▶ Object pointing dataset rows
↓
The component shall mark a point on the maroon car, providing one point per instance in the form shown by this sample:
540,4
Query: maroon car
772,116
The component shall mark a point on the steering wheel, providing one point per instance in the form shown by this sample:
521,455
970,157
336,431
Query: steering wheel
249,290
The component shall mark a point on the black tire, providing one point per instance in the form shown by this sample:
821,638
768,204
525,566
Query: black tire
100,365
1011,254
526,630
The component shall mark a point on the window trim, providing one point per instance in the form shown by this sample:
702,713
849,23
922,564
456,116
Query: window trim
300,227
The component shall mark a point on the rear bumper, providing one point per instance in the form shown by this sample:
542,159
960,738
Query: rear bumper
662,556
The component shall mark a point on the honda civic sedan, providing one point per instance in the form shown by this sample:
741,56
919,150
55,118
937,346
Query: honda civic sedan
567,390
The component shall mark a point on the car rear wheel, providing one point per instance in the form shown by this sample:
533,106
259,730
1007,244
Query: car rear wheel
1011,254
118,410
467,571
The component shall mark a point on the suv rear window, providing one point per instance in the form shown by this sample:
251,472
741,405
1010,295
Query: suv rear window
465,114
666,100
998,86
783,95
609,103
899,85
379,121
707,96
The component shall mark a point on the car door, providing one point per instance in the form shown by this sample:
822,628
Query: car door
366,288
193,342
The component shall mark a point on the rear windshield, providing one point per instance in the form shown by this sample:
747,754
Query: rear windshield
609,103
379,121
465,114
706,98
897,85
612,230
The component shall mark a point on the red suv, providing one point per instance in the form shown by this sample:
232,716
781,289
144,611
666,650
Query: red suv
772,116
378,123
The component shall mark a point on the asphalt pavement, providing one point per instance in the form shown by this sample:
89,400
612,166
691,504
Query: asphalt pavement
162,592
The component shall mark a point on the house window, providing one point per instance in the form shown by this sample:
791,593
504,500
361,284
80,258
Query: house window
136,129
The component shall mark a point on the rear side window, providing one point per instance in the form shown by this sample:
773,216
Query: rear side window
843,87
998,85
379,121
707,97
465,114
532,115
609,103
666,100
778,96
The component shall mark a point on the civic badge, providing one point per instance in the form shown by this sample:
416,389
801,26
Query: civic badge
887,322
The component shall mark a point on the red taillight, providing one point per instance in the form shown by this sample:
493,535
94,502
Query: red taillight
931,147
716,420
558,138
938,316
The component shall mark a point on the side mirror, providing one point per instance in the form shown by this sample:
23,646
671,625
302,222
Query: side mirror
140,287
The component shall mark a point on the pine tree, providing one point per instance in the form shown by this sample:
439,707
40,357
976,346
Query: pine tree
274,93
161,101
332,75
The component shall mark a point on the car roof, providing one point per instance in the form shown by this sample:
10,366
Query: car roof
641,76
↑
Can you rewrite the data above, starting at the line containing "The component shall mark a point on the pine" and ending at the end of the data, with both ends included? Scale every coordinate in the answers by 1.5, round each to a whole number with halves rounded up, and copy all other lines unchanged, including the sample points.

▶ TASK SOLUTION
The component shall mark a point on the pine tree, providing one point per instance in the form shown by this sample:
439,707
40,357
976,346
Query: pine tree
411,140
242,152
498,113
The component shall mark a point on the car roof, providing one point per instance in the form shown by this sample:
10,366
Query: car roof
962,114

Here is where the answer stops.